PROVIDED PASSAGE:

Content - 6b21af35cdae1923b7f085e13a3ae6d14b069130 - d3f9418/vignettes/HardyWeinberg.Snw

visit type:
Tip revision: 074be7ceb0152257617689ff9e44df8b5d70c754 authored by Jan Graffelman on 20 March 2009, 00:00:00 UTC
version 1.4.1
Tip revision: 074be7c
HardyWeinberg.Snw
\documentclass[a4paper]{article}

% \VignetteIndexEntry{A R package for performing Graphical tests for Hardy-Weinberg Equilibrium}
% \VignetteDepends{graphics,stats}
% \VignetteKeyword{aplot}

% Documentation for the HardyWeinberg package

\usepackage[english]{babel}
\usepackage{Sweave}
\usepackage{Rd}
\usepackage{url}
\usepackage{hyperref}
\usepackage[utf8]{inputenc}

\setlength{\parindent}{0cm}

\begin{document}

\begin{center}
\sf
{\sf \bf \Large The {\tt HardyWeinberg} Package}\\
\vspace{4mm}
{\sf \normalsize {\tt version 1.4.1}}\\
%\normalsize
\vspace{4mm}
{\bf \large Jan Graffelman}\\
\vspace{4mm} \rm \large
Department of Statistics and Operations Research\\
Universitat Polit\`ecnica de Catalunya\\
Avinguda Diagonal 647, 08028 Barcelona, Spain.\\
{\it email:} jan.graffelman@upc.edu\\
\vspace{4mm}
{\sc November 2009}
\end{center}

\section{Introduction}

This guide gives some instructions on how to perform graphical significance tests for Hardy-Weinberg
equilibrium (HWE) by depicting the acceptance region for HWE in a ternary plot with routines from
the package {\tt HardyWeinberg}. The outline of this guide is as follows. Section~2 
describes how the R package {\tt HardyWeinberg} can be installed. Section~3 shows 
how to perform some of the classical tests for Hardy-Weinberg equilibrium with routines from the package.

RECORDS PROVIDED:
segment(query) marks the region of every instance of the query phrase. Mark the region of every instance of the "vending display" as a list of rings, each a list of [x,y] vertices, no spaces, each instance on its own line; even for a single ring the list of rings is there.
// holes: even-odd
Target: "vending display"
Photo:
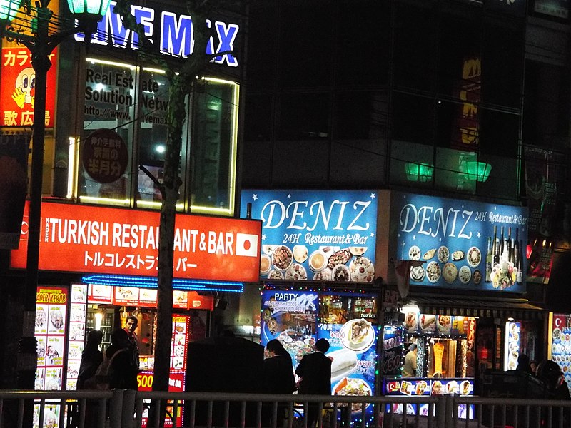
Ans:
[[[567,386],[571,386],[571,315],[551,314],[549,357],[559,365]]]
[[[104,350],[110,345],[113,330],[125,326],[129,315],[136,316],[138,320],[136,333],[142,370],[138,379],[139,387],[151,387],[157,331],[156,298],[157,290],[151,288],[86,284],[38,287],[35,389],[76,389],[88,333],[92,330],[101,331],[99,349]],[[206,337],[205,311],[212,310],[213,307],[213,296],[191,291],[173,292],[173,307],[182,312],[173,316],[170,362],[171,375],[176,378],[171,385],[175,388],[173,390],[183,390],[188,342]]]
[[[505,348],[504,350],[504,370],[515,370],[520,357],[520,322],[505,323]]]
[[[61,389],[65,379],[64,357],[67,333],[69,290],[39,286],[36,292],[35,336],[38,365],[36,389]]]
[[[375,394],[377,369],[377,300],[375,297],[342,292],[266,290],[262,295],[261,343],[282,342],[294,367],[315,352],[318,339],[329,341],[333,395]],[[351,406],[353,419],[362,415],[362,404]],[[372,420],[373,409],[365,417]]]
[[[404,308],[404,320],[383,327],[383,395],[468,396],[474,394],[476,320],[471,317],[421,314],[415,307]],[[405,377],[404,356],[416,345],[416,372]],[[411,348],[412,349],[412,348]],[[400,406],[400,407],[399,407]],[[388,410],[388,409],[387,409]],[[428,404],[407,404],[408,414],[428,415]],[[403,412],[402,404],[393,411]],[[474,409],[460,408],[458,417],[473,417]]]

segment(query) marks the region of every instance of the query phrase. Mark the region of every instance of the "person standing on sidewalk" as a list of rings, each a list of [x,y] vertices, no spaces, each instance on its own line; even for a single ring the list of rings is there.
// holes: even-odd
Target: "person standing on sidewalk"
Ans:
[[[300,395],[331,395],[331,359],[325,357],[329,342],[320,339],[315,350],[313,354],[304,355],[295,369],[295,374],[301,378],[298,392]],[[308,427],[313,428],[318,420],[319,403],[309,403]]]

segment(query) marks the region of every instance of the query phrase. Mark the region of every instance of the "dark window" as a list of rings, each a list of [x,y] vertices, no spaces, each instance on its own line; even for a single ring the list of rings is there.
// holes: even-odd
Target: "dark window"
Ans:
[[[276,138],[323,138],[328,136],[329,96],[288,93],[281,96]]]
[[[386,93],[344,92],[335,96],[335,138],[371,138],[384,136],[388,105]]]
[[[434,134],[434,101],[400,93],[393,95],[393,140],[431,145]]]
[[[281,10],[280,80],[286,86],[328,85],[331,81],[331,7],[299,4]]]
[[[482,98],[486,104],[520,108],[525,34],[520,21],[487,22],[482,58]]]
[[[335,26],[336,83],[387,83],[390,19],[388,2],[351,1],[340,7]]]
[[[244,137],[246,140],[269,140],[272,135],[272,97],[250,94],[246,98]]]
[[[435,17],[429,9],[395,2],[393,79],[398,86],[435,90]]]
[[[523,142],[565,147],[569,138],[569,72],[563,67],[528,61],[525,65]]]

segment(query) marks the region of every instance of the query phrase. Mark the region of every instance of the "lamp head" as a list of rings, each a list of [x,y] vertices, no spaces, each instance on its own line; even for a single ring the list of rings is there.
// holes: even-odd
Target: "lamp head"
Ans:
[[[6,26],[16,17],[22,0],[0,0],[0,24]]]
[[[86,43],[91,40],[91,35],[97,30],[97,24],[107,14],[111,1],[67,0],[69,11],[79,21],[79,28],[84,31]]]

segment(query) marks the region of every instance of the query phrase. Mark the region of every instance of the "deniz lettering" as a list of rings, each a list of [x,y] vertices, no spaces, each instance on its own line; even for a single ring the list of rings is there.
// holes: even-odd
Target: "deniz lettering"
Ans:
[[[280,200],[271,200],[262,208],[261,216],[263,227],[268,229],[281,227],[287,219],[288,229],[311,232],[318,225],[323,225],[325,230],[329,230],[330,223],[333,230],[343,230],[343,220],[349,220],[347,230],[368,230],[370,224],[368,222],[363,224],[361,216],[370,203],[370,201],[358,200],[353,203],[352,209],[348,209],[348,201],[336,200],[328,207],[325,206],[323,200],[315,202],[310,205],[307,200],[295,200],[288,206]]]
[[[97,31],[93,35],[91,43],[107,45],[111,41],[117,48],[138,49],[138,35],[123,26],[121,16],[113,13],[114,4],[115,2],[111,2],[107,14],[98,24]],[[155,35],[155,11],[151,8],[138,6],[131,6],[131,10],[137,23],[142,24],[145,36],[152,39]],[[192,17],[163,11],[160,19],[159,51],[165,55],[183,58],[191,55],[194,46]],[[206,45],[206,54],[222,54],[213,57],[211,62],[238,67],[238,59],[231,52],[234,51],[234,41],[240,26],[220,21],[216,21],[213,24],[209,19],[206,20],[206,26],[208,29],[216,30],[217,39],[215,40],[214,37],[210,37]],[[84,41],[83,34],[76,34],[75,38],[79,41]]]
[[[400,231],[415,232],[420,235],[428,235],[433,238],[442,236],[458,237],[470,239],[472,232],[466,233],[465,229],[472,218],[473,211],[455,210],[430,206],[417,208],[413,204],[407,204],[400,210],[399,222]]]

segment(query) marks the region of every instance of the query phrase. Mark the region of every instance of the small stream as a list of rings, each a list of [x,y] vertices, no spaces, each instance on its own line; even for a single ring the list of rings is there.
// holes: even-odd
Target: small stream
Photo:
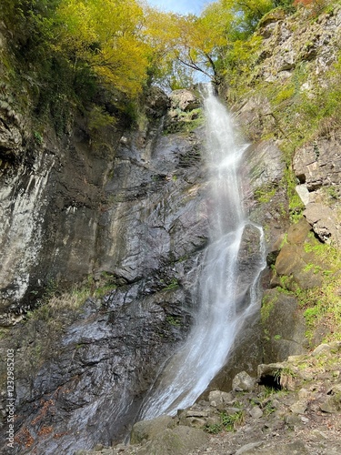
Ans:
[[[259,300],[258,278],[266,266],[264,236],[243,210],[239,169],[246,147],[236,144],[230,115],[213,90],[207,90],[204,105],[211,229],[193,295],[197,312],[185,345],[167,359],[149,390],[140,420],[174,415],[191,406],[225,365],[238,330]],[[246,282],[239,262],[245,232],[250,228],[256,232],[259,248]]]

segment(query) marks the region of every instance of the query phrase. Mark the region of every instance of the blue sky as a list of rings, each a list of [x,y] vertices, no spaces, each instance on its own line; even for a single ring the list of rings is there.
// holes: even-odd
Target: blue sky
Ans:
[[[146,0],[151,6],[176,13],[200,15],[209,0]]]

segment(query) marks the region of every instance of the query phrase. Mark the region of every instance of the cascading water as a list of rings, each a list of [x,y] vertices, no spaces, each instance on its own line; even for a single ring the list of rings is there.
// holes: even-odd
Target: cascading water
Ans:
[[[211,241],[193,296],[198,309],[186,342],[165,362],[143,403],[139,417],[145,420],[173,415],[192,405],[206,389],[256,307],[257,281],[265,268],[263,231],[246,218],[242,207],[238,168],[245,147],[236,145],[230,116],[212,89],[205,96],[205,110]],[[242,276],[242,243],[250,228],[256,232],[259,248]]]

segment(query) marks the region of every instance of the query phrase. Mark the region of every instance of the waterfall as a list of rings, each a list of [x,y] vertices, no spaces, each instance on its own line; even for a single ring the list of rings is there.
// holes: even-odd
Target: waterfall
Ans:
[[[262,228],[243,211],[238,169],[246,147],[236,144],[230,116],[212,90],[205,96],[205,111],[211,232],[193,296],[197,312],[186,342],[165,362],[147,394],[141,420],[174,415],[194,403],[226,363],[238,330],[258,301],[264,242]],[[257,246],[246,273],[241,251],[250,229]]]

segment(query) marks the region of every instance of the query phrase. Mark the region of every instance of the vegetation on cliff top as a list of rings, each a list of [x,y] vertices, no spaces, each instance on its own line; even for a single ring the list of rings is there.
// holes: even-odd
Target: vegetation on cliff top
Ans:
[[[238,73],[259,41],[250,38],[259,20],[277,6],[292,0],[219,0],[199,17],[138,0],[4,0],[0,19],[15,60],[3,54],[2,76],[24,84],[18,97],[59,128],[70,102],[104,105],[95,112],[105,123],[117,110],[132,115],[152,83],[175,89],[197,71],[217,84]]]

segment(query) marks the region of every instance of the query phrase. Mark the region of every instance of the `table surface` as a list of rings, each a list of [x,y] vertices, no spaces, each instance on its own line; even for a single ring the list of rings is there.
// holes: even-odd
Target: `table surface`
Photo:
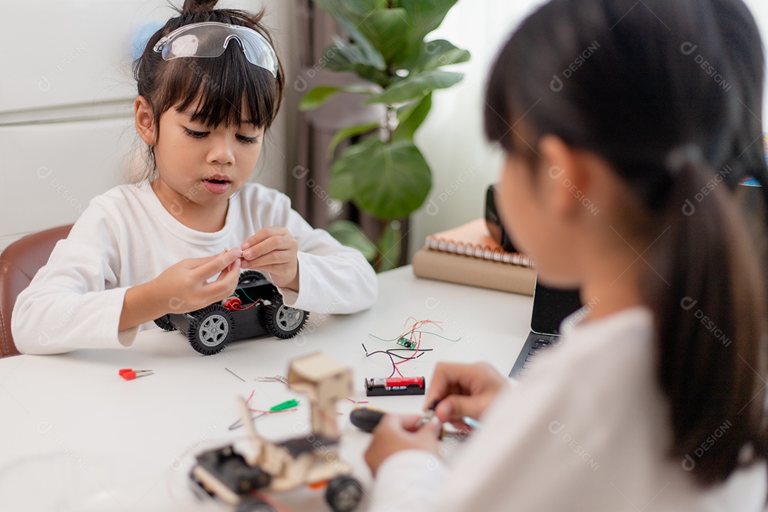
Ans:
[[[379,296],[356,315],[313,313],[296,338],[236,342],[204,357],[179,332],[150,329],[121,350],[79,350],[61,355],[0,359],[0,508],[25,510],[224,510],[200,500],[188,481],[194,454],[244,442],[237,398],[269,408],[298,398],[298,409],[255,421],[274,441],[308,434],[309,404],[279,382],[256,377],[286,374],[289,362],[318,351],[352,368],[356,401],[385,411],[418,412],[423,396],[366,397],[366,378],[386,377],[389,357],[369,351],[395,347],[371,336],[392,339],[409,319],[440,322],[436,335],[422,335],[432,348],[399,365],[406,376],[424,375],[427,385],[438,361],[487,361],[506,374],[529,330],[528,296],[418,279],[403,267],[379,276]],[[333,311],[332,309],[329,309]],[[154,375],[126,382],[121,368]],[[227,372],[229,368],[242,380]],[[369,434],[349,421],[352,401],[338,403],[341,456],[369,487],[362,454]],[[306,487],[273,494],[294,510],[323,510],[324,493]],[[367,507],[364,498],[358,509]]]

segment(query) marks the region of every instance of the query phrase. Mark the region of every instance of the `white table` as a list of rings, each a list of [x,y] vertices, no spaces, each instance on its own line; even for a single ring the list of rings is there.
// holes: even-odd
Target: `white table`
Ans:
[[[197,498],[187,475],[194,454],[243,442],[242,428],[229,430],[238,416],[237,397],[255,389],[256,408],[302,400],[295,412],[260,418],[256,426],[275,441],[308,433],[303,397],[254,378],[286,375],[291,359],[323,351],[353,368],[355,400],[418,412],[423,396],[366,397],[363,379],[386,377],[392,365],[384,355],[366,358],[361,343],[369,351],[395,346],[369,333],[394,338],[412,316],[442,322],[443,330],[435,332],[445,337],[461,336],[451,342],[425,335],[422,348],[434,351],[399,366],[406,376],[424,375],[429,385],[438,361],[484,360],[505,374],[528,332],[530,297],[419,279],[410,267],[381,274],[379,284],[379,300],[369,311],[313,313],[296,339],[238,342],[208,357],[180,333],[151,329],[124,350],[0,359],[0,510],[230,510]],[[118,375],[124,367],[155,373],[125,382]],[[366,488],[371,476],[362,454],[369,434],[349,424],[354,406],[339,402],[341,454]],[[330,510],[323,491],[303,488],[274,497],[294,510]]]

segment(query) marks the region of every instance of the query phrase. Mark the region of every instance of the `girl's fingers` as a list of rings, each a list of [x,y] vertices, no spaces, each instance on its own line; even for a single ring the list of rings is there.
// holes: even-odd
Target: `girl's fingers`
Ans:
[[[265,267],[270,265],[284,265],[296,261],[296,255],[291,251],[280,249],[275,250],[268,254],[258,256],[253,259],[247,259],[251,267]]]
[[[250,249],[250,247],[261,243],[268,238],[290,234],[290,233],[287,229],[280,226],[270,226],[269,227],[262,228],[259,230],[255,235],[243,242],[240,246],[240,249],[244,251],[247,249]]]
[[[243,252],[243,257],[246,259],[253,259],[260,256],[266,256],[274,251],[298,249],[298,243],[293,236],[271,236],[263,242],[260,242],[250,249]]]
[[[194,272],[204,279],[208,279],[224,270],[227,267],[237,261],[241,256],[242,251],[240,249],[231,249],[223,254],[219,254],[210,258],[200,258],[201,264],[191,267]]]

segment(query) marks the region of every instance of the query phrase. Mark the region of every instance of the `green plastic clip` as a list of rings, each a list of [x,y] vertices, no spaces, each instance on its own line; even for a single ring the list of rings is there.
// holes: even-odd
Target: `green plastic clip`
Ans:
[[[286,409],[293,409],[294,407],[299,405],[299,401],[296,398],[293,400],[286,400],[282,404],[277,404],[271,408],[270,408],[270,412],[275,412],[277,411],[285,411]]]

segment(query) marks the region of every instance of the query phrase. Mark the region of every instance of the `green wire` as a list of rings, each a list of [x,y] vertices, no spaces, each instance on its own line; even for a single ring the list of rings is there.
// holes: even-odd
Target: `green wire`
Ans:
[[[240,290],[240,292],[243,292],[243,295],[244,295],[244,296],[245,296],[245,298],[246,298],[246,299],[247,299],[248,300],[250,300],[250,301],[251,302],[256,302],[256,301],[255,301],[255,300],[253,300],[253,299],[251,299],[250,297],[249,297],[249,296],[248,296],[248,294],[247,294],[247,293],[246,293],[246,292],[245,292],[245,290],[244,290],[244,289],[243,289],[242,288],[237,288],[237,289],[235,290],[235,295],[237,295],[237,290]]]
[[[419,334],[431,334],[433,336],[437,336],[438,338],[442,338],[443,339],[447,339],[449,342],[460,342],[462,340],[461,336],[459,336],[456,339],[451,339],[450,338],[446,338],[445,336],[437,334],[436,332],[430,332],[429,331],[414,331],[414,332],[419,332]],[[376,339],[380,339],[382,342],[395,342],[400,339],[399,338],[392,338],[392,339],[384,339],[383,338],[379,338],[375,334],[369,334],[369,333],[368,335],[370,336],[371,338],[376,338]]]

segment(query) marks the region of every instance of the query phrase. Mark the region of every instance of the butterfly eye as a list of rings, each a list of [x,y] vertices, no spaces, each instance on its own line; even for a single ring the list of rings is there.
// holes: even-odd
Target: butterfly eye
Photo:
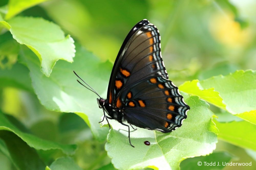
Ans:
[[[149,146],[150,145],[150,142],[148,141],[144,141],[144,144],[146,145]]]

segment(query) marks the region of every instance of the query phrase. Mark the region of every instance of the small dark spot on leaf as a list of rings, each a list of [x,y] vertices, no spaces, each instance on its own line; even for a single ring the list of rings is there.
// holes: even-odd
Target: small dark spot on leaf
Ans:
[[[144,144],[146,145],[149,146],[150,145],[150,142],[148,141],[144,141]]]

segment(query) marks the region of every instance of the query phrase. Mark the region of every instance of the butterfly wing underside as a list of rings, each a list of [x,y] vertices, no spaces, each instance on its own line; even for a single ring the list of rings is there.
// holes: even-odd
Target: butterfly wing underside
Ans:
[[[189,107],[168,80],[156,28],[144,20],[129,33],[119,53],[108,90],[110,104],[137,126],[168,132],[180,126]]]

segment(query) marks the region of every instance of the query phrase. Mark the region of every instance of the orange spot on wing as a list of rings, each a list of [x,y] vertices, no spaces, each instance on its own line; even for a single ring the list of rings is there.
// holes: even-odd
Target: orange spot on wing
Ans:
[[[122,105],[122,103],[121,102],[121,100],[119,97],[117,99],[117,101],[116,101],[116,107],[120,108]]]
[[[150,82],[152,83],[156,83],[156,79],[155,78],[152,78],[149,80]]]
[[[150,38],[152,36],[152,34],[151,34],[151,32],[148,32],[146,33],[146,34],[147,35],[147,36],[148,38]]]
[[[164,86],[162,84],[158,84],[158,87],[160,88],[161,88],[162,89],[164,88]]]
[[[121,88],[122,86],[123,86],[123,83],[122,83],[121,80],[116,80],[115,85],[117,89],[119,89]]]
[[[131,101],[129,102],[128,104],[131,107],[134,107],[135,106],[135,104],[134,104],[134,103],[132,101]]]
[[[129,99],[130,99],[132,98],[132,92],[130,91],[127,94],[127,98]]]
[[[171,111],[174,111],[174,107],[172,105],[170,105],[169,106],[169,107],[168,107],[168,109],[169,109]]]
[[[126,77],[128,77],[131,75],[131,73],[127,71],[126,70],[122,69],[121,68],[120,68],[120,71],[123,75],[125,76]]]
[[[164,94],[166,96],[169,96],[170,95],[170,93],[168,90],[166,90],[164,91]]]
[[[139,104],[140,104],[140,106],[142,107],[146,107],[146,105],[145,103],[141,100],[139,100],[138,101],[139,102]]]
[[[170,97],[168,97],[167,99],[167,101],[170,103],[172,103],[173,102],[173,99]]]
[[[170,120],[173,117],[173,115],[170,113],[168,113],[167,114],[167,115],[166,116],[166,117],[169,120]]]
[[[112,103],[112,92],[110,91],[110,92],[109,93],[109,104],[111,104]]]

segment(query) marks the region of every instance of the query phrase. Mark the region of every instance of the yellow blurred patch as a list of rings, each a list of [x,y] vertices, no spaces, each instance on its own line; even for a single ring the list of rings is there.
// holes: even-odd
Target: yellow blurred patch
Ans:
[[[210,30],[218,41],[231,47],[243,46],[251,40],[252,32],[249,27],[242,29],[234,17],[228,12],[213,16],[210,21]]]
[[[4,112],[16,116],[19,114],[21,110],[19,92],[18,90],[11,87],[3,89],[2,108]]]

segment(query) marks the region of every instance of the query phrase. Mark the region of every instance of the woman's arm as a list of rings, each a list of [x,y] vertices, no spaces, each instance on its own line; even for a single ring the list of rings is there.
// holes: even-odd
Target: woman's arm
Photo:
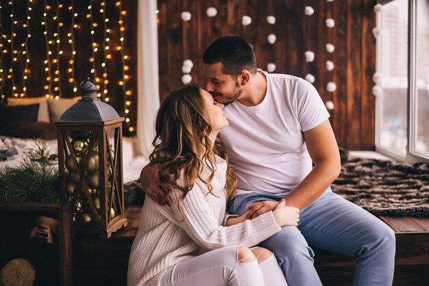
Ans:
[[[231,216],[226,220],[225,225],[227,226],[230,226],[233,224],[237,224],[241,222],[244,222],[246,220],[250,218],[250,216],[249,216],[249,211],[247,211],[245,213],[244,213],[243,216]]]
[[[182,195],[179,190],[170,193],[173,202],[171,207],[156,205],[156,207],[202,248],[212,250],[231,244],[253,246],[280,230],[271,211],[254,220],[247,220],[230,226],[219,225],[219,218],[214,216],[204,198],[204,190],[206,189],[204,186],[199,185],[198,183],[203,185],[196,181],[193,188],[188,192],[181,205],[184,218],[177,205]]]

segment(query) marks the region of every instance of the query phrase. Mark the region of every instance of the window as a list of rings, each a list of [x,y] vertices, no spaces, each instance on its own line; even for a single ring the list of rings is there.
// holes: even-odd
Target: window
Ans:
[[[386,2],[386,1],[384,1]],[[377,14],[378,151],[429,159],[429,0],[393,0]]]

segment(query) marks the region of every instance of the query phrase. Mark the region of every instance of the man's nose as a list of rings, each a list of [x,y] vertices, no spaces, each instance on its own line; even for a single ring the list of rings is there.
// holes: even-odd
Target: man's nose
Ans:
[[[207,90],[208,92],[214,90],[214,89],[213,88],[213,85],[211,84],[208,81],[206,83],[206,90]]]

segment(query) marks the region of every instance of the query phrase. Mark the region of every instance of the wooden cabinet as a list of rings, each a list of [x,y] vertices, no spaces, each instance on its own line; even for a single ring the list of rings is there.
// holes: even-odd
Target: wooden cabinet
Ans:
[[[35,268],[34,286],[72,285],[72,223],[69,203],[0,203],[0,268],[23,258]]]

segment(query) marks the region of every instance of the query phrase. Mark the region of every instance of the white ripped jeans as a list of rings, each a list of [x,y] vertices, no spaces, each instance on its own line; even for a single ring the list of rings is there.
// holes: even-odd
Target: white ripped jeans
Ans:
[[[252,252],[240,259],[242,247],[227,246],[180,262],[166,270],[158,285],[287,286],[273,254],[258,264]]]

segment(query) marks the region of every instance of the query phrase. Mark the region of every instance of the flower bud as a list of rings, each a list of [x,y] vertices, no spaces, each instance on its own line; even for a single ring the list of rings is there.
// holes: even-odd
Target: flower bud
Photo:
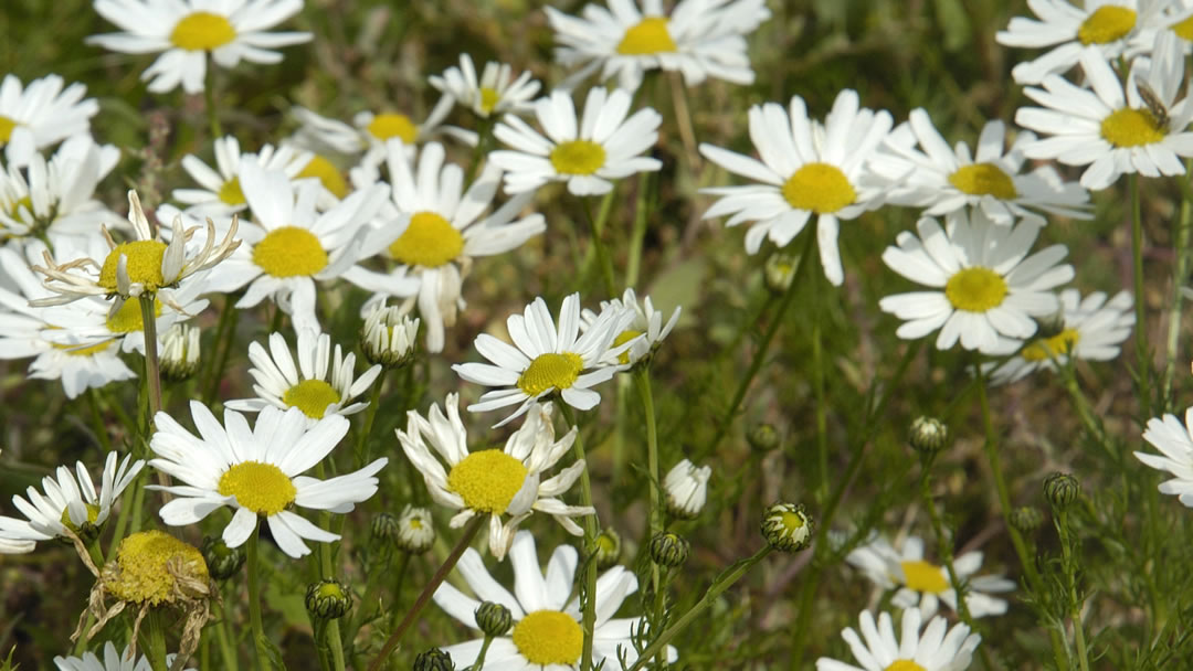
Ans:
[[[802,503],[775,503],[762,514],[762,536],[781,552],[799,552],[812,542],[816,524]]]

PROMPT 1:
Name every package that the HardyWeinberg vignette source loads with \usepackage.
PROMPT 2:
Carry on the HardyWeinberg vignette source, writing on from its last sentence.
The records are material apart from the HardyWeinberg vignette source.

FINAL ANSWER 1:
babel, Sweave, Rd, url, hyperref, inputenc

FINAL ANSWER 2:
Finally, Section~4 shows how to contruct ternary plots with the HW acceptance region 
and how to perform graphical tests for HWE. We refer to Graffelman \& Morales~(2008) 
for the theoretical foundation of the graphical tests. If you appreciate this software then please 
cite the following paper in your work:\\

Graffelman, J. \& Morales-Camarena, J. (2008) Graphical tests for Hardy-Weinberg equilibrium
based on the ternary plot. {\it Human Heredity} {\bf 65}(2): 77-84. 
\href{http://dx.doi.org/10.1159/000108939}{(clic here to access the paper)}

\section{Installation}
\label{sec:install}

Packages in R can be installed inside the program with the option "Packages"
in the main menu and then choosing "Install package" and picking the package
"HardyWeinberg". Typing:

<<fig=FALSE,echo=TRUE>>=
library(HardyWeinberg)
@

will make, among others, the functions {\tt HWChisq, HWData, HWExact, HWLratio} and {\tt HWTernaryPlot} available. 
Changes made over the different versions of {\tt HardyWeinberg} are detailed in an appendix below.

\section{Classical tests for Hardy-Weinberg equilibrium}
\label{sec:classical}

We show how to perform several classical tests for Hardy-Weinberg equilibrium. As an example we
use a sample of 1000 individuals genotyped for the MN blood group locus described by
Hedrick~(2005, Table 2.4). We store the genotypic counts (298, 489 and 213 for MM, MN and NN
respectively) in a vector {\tt x}:

<<fig=FALSE,echo=TRUE>>=
x <- c(298,489,213)
HW.test <- HWChisq(x,verbose=TRUE)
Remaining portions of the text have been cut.